▶ _Required work_: Match the word "shirt". Return each line of the data below where it appears.
******************************
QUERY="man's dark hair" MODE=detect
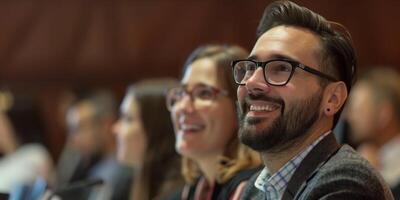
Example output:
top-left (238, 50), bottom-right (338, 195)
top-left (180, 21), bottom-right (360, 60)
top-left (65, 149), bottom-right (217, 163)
top-left (257, 0), bottom-right (357, 125)
top-left (70, 90), bottom-right (117, 120)
top-left (359, 67), bottom-right (400, 120)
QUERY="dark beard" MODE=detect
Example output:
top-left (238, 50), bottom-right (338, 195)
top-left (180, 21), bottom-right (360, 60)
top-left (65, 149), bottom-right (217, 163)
top-left (238, 89), bottom-right (322, 153)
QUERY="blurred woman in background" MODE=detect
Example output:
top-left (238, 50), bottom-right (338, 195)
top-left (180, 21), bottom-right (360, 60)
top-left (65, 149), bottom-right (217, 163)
top-left (113, 78), bottom-right (185, 200)
top-left (166, 45), bottom-right (261, 200)
top-left (0, 92), bottom-right (54, 193)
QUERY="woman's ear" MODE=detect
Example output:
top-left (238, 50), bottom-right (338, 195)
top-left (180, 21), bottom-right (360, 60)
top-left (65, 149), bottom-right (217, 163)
top-left (323, 81), bottom-right (348, 117)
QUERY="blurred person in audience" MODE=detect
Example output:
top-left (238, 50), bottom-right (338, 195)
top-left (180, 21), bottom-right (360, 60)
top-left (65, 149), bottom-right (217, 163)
top-left (0, 91), bottom-right (53, 194)
top-left (113, 78), bottom-right (185, 200)
top-left (166, 45), bottom-right (262, 200)
top-left (347, 67), bottom-right (400, 199)
top-left (56, 90), bottom-right (131, 200)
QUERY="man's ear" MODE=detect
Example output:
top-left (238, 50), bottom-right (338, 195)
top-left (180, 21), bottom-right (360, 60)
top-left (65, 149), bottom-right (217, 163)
top-left (322, 81), bottom-right (348, 117)
top-left (377, 101), bottom-right (394, 129)
top-left (104, 116), bottom-right (117, 132)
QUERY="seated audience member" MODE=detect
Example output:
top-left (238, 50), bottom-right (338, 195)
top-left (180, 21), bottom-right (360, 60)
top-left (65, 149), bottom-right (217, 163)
top-left (56, 90), bottom-right (131, 200)
top-left (113, 78), bottom-right (185, 200)
top-left (166, 45), bottom-right (262, 200)
top-left (235, 1), bottom-right (393, 199)
top-left (347, 67), bottom-right (400, 199)
top-left (0, 92), bottom-right (53, 194)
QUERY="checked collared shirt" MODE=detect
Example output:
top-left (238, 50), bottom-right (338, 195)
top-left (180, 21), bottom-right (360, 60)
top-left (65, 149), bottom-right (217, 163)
top-left (254, 131), bottom-right (331, 200)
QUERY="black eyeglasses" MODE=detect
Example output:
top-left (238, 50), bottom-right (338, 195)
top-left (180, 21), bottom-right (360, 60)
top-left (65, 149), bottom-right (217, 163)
top-left (166, 83), bottom-right (228, 111)
top-left (231, 59), bottom-right (338, 86)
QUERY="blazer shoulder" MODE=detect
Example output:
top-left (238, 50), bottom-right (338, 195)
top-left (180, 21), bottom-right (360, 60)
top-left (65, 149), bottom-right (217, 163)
top-left (300, 145), bottom-right (394, 199)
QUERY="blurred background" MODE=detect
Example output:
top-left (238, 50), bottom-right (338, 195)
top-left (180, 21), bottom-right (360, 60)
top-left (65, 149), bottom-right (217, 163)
top-left (0, 0), bottom-right (399, 163)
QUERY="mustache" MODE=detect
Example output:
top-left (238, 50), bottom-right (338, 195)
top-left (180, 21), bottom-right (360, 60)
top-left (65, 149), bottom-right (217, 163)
top-left (247, 92), bottom-right (284, 105)
top-left (239, 92), bottom-right (285, 115)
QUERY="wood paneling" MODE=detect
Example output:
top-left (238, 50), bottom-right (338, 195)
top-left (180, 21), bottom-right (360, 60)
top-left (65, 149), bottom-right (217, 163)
top-left (1, 0), bottom-right (400, 160)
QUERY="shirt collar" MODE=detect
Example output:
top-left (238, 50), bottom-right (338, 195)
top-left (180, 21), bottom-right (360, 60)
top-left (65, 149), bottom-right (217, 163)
top-left (379, 134), bottom-right (400, 186)
top-left (254, 130), bottom-right (332, 197)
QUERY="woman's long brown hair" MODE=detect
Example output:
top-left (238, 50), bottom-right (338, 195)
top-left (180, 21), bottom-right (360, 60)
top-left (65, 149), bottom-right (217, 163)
top-left (127, 78), bottom-right (184, 200)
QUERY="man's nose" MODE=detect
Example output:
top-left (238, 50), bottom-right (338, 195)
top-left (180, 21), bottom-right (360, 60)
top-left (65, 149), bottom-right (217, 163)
top-left (245, 67), bottom-right (271, 93)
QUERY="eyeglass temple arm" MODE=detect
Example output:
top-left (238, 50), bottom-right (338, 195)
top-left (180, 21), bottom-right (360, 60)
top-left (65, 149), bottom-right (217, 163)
top-left (298, 64), bottom-right (338, 82)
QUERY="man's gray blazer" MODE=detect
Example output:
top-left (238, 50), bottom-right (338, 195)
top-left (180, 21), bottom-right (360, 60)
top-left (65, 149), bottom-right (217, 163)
top-left (241, 133), bottom-right (394, 200)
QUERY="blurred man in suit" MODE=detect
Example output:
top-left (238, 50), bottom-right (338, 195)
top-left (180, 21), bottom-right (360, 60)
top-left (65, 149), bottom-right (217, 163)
top-left (57, 90), bottom-right (132, 200)
top-left (347, 67), bottom-right (400, 199)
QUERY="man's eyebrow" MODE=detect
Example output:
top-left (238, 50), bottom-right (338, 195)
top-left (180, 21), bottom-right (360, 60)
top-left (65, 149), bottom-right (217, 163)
top-left (247, 54), bottom-right (297, 62)
top-left (247, 55), bottom-right (259, 61)
top-left (271, 54), bottom-right (293, 60)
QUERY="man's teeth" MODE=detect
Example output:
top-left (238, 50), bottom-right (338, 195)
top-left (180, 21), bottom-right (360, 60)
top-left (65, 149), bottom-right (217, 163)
top-left (250, 105), bottom-right (277, 112)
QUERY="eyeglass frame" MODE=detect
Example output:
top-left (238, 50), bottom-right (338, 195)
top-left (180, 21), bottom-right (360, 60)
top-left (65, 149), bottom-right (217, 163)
top-left (165, 83), bottom-right (229, 111)
top-left (231, 58), bottom-right (338, 86)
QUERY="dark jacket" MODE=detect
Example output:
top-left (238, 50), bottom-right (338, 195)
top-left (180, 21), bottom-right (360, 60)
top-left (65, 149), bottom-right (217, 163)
top-left (169, 167), bottom-right (260, 200)
top-left (241, 133), bottom-right (394, 200)
top-left (392, 182), bottom-right (400, 200)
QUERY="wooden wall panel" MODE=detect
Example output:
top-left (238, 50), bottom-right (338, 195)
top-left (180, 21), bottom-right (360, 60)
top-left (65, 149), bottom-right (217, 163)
top-left (1, 0), bottom-right (400, 160)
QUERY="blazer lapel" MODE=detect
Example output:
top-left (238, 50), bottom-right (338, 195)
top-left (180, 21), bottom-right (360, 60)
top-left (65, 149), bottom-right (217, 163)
top-left (282, 133), bottom-right (341, 200)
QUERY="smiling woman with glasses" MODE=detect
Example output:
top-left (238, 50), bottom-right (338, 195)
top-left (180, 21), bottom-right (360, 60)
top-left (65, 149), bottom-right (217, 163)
top-left (166, 83), bottom-right (228, 111)
top-left (167, 45), bottom-right (261, 200)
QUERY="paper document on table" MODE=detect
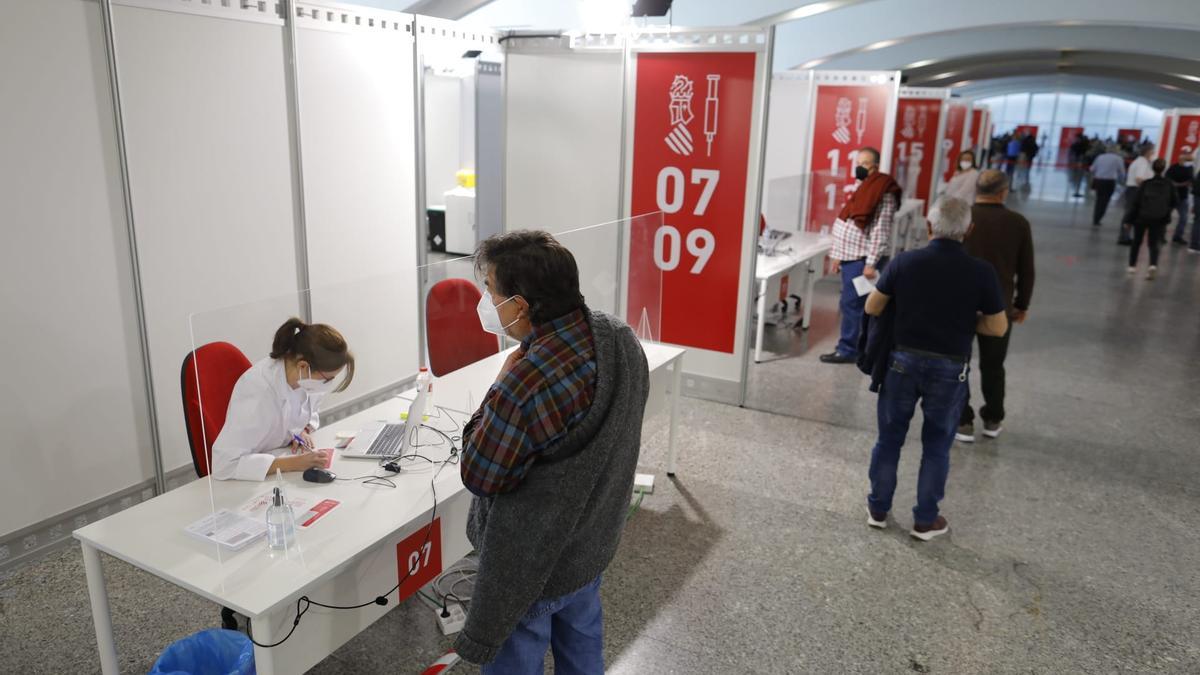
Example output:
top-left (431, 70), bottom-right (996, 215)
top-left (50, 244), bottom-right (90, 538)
top-left (852, 275), bottom-right (876, 297)
top-left (238, 492), bottom-right (340, 529)
top-left (185, 509), bottom-right (267, 550)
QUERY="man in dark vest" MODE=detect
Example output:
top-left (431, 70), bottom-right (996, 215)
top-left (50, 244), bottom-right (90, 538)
top-left (821, 146), bottom-right (902, 364)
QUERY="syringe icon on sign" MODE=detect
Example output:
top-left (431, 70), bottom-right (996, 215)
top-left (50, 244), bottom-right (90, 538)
top-left (704, 74), bottom-right (720, 157)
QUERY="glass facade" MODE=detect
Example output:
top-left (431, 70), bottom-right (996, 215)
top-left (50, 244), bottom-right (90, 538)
top-left (977, 92), bottom-right (1164, 164)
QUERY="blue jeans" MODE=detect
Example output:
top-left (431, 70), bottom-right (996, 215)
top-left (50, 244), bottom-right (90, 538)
top-left (482, 576), bottom-right (604, 675)
top-left (867, 350), bottom-right (968, 525)
top-left (1173, 195), bottom-right (1190, 241)
top-left (836, 259), bottom-right (867, 357)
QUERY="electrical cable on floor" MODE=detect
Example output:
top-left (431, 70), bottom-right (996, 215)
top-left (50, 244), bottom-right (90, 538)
top-left (627, 491), bottom-right (645, 520)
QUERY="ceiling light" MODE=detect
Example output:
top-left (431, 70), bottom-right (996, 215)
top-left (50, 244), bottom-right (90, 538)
top-left (863, 39), bottom-right (900, 51)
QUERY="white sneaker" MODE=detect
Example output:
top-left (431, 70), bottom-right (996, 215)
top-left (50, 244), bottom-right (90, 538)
top-left (1126, 266), bottom-right (1137, 275)
top-left (1146, 266), bottom-right (1157, 280)
top-left (982, 421), bottom-right (1003, 438)
top-left (866, 507), bottom-right (887, 529)
top-left (955, 423), bottom-right (976, 443)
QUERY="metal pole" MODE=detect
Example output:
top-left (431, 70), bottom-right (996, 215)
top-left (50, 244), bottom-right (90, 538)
top-left (738, 26), bottom-right (775, 408)
top-left (99, 0), bottom-right (166, 495)
top-left (283, 0), bottom-right (313, 321)
top-left (615, 31), bottom-right (631, 319)
top-left (413, 20), bottom-right (430, 368)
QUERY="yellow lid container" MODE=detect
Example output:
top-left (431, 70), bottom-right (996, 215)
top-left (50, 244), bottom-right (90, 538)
top-left (456, 170), bottom-right (476, 188)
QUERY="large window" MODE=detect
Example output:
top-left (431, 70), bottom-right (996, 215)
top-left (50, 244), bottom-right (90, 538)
top-left (976, 92), bottom-right (1164, 163)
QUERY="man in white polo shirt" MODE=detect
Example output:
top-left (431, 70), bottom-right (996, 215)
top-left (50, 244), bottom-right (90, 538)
top-left (1121, 145), bottom-right (1156, 245)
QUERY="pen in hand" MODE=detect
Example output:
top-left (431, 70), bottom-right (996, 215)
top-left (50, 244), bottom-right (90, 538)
top-left (291, 433), bottom-right (313, 454)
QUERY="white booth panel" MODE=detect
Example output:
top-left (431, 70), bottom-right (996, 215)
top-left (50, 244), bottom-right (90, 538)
top-left (424, 73), bottom-right (464, 207)
top-left (0, 0), bottom-right (154, 536)
top-left (296, 11), bottom-right (421, 400)
top-left (505, 49), bottom-right (625, 314)
top-left (112, 3), bottom-right (301, 474)
top-left (762, 74), bottom-right (814, 233)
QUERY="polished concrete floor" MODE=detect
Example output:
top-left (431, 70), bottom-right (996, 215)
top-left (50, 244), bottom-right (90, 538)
top-left (3, 190), bottom-right (1199, 673)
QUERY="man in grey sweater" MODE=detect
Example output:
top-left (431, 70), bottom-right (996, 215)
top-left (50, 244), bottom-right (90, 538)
top-left (454, 230), bottom-right (650, 672)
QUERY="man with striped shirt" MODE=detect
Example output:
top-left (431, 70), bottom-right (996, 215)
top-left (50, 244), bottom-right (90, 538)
top-left (821, 147), bottom-right (902, 364)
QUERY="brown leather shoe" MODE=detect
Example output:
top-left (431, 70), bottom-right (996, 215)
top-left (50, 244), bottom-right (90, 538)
top-left (911, 516), bottom-right (949, 541)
******************************
▶ _Result of the exercise_:
QUERY="checked collared shirt" MODE=detect
QUERY="shirt collar" MODE=detect
QUERY="man in white polo shirt" MODE=detect
QUERY="man with striped shirt" MODE=detect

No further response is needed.